WHAT TO PRODUCE
Copy the following part of the listing without changes. Start at the line containing "[spot] the column -- a pin for each instance." and end after the line containing "(1025, 634)".

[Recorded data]
★ ★ ★

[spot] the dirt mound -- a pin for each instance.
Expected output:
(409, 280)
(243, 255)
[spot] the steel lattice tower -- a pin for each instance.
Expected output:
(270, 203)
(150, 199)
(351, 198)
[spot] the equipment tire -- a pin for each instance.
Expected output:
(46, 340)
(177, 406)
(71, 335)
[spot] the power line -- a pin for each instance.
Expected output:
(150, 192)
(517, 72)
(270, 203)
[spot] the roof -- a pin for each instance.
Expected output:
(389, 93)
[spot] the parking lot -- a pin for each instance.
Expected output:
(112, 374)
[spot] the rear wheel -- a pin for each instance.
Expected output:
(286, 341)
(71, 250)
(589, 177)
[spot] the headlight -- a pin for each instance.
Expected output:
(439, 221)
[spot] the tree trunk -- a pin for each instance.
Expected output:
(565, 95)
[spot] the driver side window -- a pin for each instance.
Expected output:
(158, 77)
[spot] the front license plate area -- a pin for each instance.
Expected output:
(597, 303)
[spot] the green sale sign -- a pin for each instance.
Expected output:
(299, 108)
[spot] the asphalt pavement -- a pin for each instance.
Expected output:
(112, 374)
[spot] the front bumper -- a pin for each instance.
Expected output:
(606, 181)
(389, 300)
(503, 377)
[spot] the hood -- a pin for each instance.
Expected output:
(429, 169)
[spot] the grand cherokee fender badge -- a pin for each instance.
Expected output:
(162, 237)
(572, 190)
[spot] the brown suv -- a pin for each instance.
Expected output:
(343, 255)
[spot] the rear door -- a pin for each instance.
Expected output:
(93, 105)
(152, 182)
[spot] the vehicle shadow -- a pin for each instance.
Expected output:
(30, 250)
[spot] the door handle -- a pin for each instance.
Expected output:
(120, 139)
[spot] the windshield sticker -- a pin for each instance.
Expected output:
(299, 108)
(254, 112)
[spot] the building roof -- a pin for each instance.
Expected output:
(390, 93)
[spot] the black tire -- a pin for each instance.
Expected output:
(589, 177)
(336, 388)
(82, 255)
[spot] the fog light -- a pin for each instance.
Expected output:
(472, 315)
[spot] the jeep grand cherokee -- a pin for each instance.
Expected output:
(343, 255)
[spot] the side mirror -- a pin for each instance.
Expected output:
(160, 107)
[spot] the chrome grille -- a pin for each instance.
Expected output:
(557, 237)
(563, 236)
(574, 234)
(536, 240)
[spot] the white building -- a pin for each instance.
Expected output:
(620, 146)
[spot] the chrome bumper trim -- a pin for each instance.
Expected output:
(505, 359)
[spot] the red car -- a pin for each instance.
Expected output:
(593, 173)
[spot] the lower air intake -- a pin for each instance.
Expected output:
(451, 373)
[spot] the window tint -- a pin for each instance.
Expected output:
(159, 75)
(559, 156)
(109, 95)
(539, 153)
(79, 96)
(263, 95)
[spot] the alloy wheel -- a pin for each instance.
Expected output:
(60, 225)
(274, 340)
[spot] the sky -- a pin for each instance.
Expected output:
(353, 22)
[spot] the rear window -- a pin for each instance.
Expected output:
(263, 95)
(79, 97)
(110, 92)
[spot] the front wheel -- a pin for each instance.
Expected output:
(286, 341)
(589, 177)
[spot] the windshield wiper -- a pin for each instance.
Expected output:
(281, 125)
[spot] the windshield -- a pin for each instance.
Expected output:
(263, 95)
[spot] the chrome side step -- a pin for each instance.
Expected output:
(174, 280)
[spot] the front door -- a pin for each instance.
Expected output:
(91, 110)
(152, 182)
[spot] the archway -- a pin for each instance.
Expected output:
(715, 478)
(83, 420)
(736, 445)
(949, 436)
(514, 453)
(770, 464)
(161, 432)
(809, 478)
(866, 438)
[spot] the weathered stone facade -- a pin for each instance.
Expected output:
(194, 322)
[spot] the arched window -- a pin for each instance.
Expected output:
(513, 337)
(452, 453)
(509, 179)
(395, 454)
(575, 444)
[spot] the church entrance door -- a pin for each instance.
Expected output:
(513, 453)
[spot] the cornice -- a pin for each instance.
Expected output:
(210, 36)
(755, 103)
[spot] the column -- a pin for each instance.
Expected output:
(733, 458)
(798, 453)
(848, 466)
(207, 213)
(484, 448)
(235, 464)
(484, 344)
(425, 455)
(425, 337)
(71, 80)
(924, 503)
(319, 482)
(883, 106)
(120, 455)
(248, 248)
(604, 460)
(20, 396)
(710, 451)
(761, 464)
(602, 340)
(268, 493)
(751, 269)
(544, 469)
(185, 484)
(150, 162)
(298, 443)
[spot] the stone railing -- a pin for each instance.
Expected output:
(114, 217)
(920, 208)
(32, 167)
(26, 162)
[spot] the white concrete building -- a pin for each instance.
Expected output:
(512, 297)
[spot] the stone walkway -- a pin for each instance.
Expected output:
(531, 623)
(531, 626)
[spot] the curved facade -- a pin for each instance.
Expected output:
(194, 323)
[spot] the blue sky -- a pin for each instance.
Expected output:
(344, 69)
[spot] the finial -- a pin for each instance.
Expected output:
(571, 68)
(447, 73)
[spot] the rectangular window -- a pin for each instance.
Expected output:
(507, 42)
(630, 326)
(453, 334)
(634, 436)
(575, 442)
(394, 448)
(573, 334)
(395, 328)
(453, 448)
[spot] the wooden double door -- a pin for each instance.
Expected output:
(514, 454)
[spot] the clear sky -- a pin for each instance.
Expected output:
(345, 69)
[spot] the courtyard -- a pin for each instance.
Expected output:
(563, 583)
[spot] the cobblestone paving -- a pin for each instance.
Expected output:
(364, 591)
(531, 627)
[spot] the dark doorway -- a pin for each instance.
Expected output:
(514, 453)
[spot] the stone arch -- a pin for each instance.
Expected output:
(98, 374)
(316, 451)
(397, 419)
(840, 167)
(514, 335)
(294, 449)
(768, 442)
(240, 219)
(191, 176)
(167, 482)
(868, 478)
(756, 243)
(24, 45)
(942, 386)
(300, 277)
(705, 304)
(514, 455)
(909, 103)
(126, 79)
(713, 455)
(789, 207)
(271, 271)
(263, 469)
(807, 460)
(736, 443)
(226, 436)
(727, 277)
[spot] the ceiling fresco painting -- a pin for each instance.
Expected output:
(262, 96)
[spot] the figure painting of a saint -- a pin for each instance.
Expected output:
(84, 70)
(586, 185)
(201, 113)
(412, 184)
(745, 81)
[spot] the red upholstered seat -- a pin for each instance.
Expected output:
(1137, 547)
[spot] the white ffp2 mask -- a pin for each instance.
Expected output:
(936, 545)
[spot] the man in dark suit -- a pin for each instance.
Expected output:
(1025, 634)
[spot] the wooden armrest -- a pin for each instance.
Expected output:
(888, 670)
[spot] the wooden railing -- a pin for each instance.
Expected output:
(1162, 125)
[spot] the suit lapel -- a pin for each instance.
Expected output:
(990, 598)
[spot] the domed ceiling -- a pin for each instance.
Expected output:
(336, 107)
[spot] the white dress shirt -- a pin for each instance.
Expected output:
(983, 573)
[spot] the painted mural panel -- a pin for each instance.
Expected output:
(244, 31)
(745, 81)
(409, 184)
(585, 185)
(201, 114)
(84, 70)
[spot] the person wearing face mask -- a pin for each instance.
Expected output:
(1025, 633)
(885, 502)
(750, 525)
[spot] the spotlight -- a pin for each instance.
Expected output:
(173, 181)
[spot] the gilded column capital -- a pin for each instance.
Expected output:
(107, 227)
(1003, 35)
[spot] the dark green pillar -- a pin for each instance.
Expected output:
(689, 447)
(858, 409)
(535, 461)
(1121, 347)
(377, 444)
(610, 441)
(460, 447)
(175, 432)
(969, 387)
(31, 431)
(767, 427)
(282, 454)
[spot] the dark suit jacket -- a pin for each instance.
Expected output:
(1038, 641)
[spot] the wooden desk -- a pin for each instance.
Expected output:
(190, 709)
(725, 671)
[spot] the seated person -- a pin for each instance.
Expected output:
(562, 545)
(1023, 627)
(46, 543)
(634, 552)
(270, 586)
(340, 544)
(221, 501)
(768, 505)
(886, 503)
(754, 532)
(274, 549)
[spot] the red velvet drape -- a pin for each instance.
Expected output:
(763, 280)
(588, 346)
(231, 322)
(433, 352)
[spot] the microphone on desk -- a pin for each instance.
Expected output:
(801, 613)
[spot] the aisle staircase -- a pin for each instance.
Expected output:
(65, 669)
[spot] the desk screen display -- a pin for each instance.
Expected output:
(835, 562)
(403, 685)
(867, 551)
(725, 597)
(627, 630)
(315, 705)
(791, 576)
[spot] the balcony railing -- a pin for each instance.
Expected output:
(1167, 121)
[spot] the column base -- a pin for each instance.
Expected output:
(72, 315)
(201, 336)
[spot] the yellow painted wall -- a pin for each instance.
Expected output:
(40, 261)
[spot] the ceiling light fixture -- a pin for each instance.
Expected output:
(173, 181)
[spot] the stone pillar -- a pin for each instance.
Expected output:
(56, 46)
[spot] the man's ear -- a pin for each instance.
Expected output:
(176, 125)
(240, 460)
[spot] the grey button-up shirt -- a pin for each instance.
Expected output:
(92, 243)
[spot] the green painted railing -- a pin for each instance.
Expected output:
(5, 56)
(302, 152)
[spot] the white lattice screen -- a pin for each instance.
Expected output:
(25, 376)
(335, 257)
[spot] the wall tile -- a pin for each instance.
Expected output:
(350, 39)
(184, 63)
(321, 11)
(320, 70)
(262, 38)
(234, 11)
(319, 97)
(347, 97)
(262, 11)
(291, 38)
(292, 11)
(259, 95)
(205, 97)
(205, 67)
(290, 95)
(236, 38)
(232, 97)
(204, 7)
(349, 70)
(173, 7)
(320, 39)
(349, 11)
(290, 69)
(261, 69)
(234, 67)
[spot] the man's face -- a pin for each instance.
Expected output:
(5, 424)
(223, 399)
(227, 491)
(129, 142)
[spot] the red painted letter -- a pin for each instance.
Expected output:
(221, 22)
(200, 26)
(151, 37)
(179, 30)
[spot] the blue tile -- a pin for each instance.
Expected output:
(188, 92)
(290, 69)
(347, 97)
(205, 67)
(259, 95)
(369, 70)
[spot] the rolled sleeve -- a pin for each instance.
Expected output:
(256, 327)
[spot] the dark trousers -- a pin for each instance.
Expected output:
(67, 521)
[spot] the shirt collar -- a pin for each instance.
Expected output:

★ ★ ★

IN RESPONSE
[spot] the column -- a pin for each instance.
Expected output:
(733, 458)
(798, 453)
(848, 466)
(207, 213)
(484, 448)
(235, 464)
(484, 344)
(425, 455)
(425, 337)
(71, 80)
(924, 503)
(319, 482)
(883, 106)
(120, 455)
(248, 248)
(604, 460)
(20, 396)
(710, 451)
(761, 464)
(602, 340)
(268, 493)
(751, 269)
(544, 469)
(185, 484)
(150, 162)
(298, 443)
[spot] the stone railing -- a pin for each instance.
Expected output:
(114, 217)
(920, 208)
(32, 167)
(26, 162)
[spot] the white concrete building -- a pin for each instance.
Expected output:
(512, 297)
[spot] the stone walkway -- a pin for each instance.
Expected output:
(531, 623)
(531, 626)
[spot] the curved facade -- a pin for each instance.
Expected output:
(194, 323)
[spot] the blue sky -- a pin for each instance.
Expected output:
(344, 69)
[spot] the finial -- a pin for each instance.
Expected output:
(571, 68)
(447, 73)
[spot] the rectangular window -- a pin for each instance.
Expected output:
(507, 42)
(630, 326)
(453, 334)
(634, 436)
(575, 442)
(394, 448)
(573, 334)
(395, 328)
(453, 448)
[spot] the wooden double door -- a pin for each instance.
Expected output:
(514, 454)
[spot] the clear sky -- a pin for each instance.
Expected output:
(345, 69)
[spot] the courtyard -- a pin for each instance.
Expected output:
(563, 583)
[spot] the cobblestone paving -- a pin for each instance.
Expected output:
(364, 591)
(531, 627)
[spot] the dark doorway -- a pin for each instance.
Expected output:
(514, 453)
[spot] the stone arch -- a pin for each instance.
Expected output:
(98, 374)
(316, 451)
(397, 419)
(840, 167)
(514, 335)
(294, 449)
(768, 442)
(240, 219)
(191, 176)
(167, 482)
(868, 478)
(756, 243)
(24, 45)
(942, 386)
(300, 277)
(705, 304)
(514, 455)
(909, 103)
(126, 79)
(713, 455)
(789, 207)
(271, 271)
(263, 469)
(807, 460)
(736, 443)
(226, 436)
(727, 277)
[spot] the ceiling fresco painting -- a pin for each instance.
Expected output:
(262, 96)
[spot] the figure painting of a saint -- a pin for each instance.
Expected output:
(84, 70)
(586, 185)
(201, 113)
(412, 184)
(745, 81)
[spot] the red upholstered seat -- a pin for each instance.
Expected output:
(1137, 547)
[spot] the white ffp2 mask -- a pin for each instance.
Expected output:
(936, 545)
[spot] the man in dark suit -- a pin for each instance.
Expected output:
(1025, 634)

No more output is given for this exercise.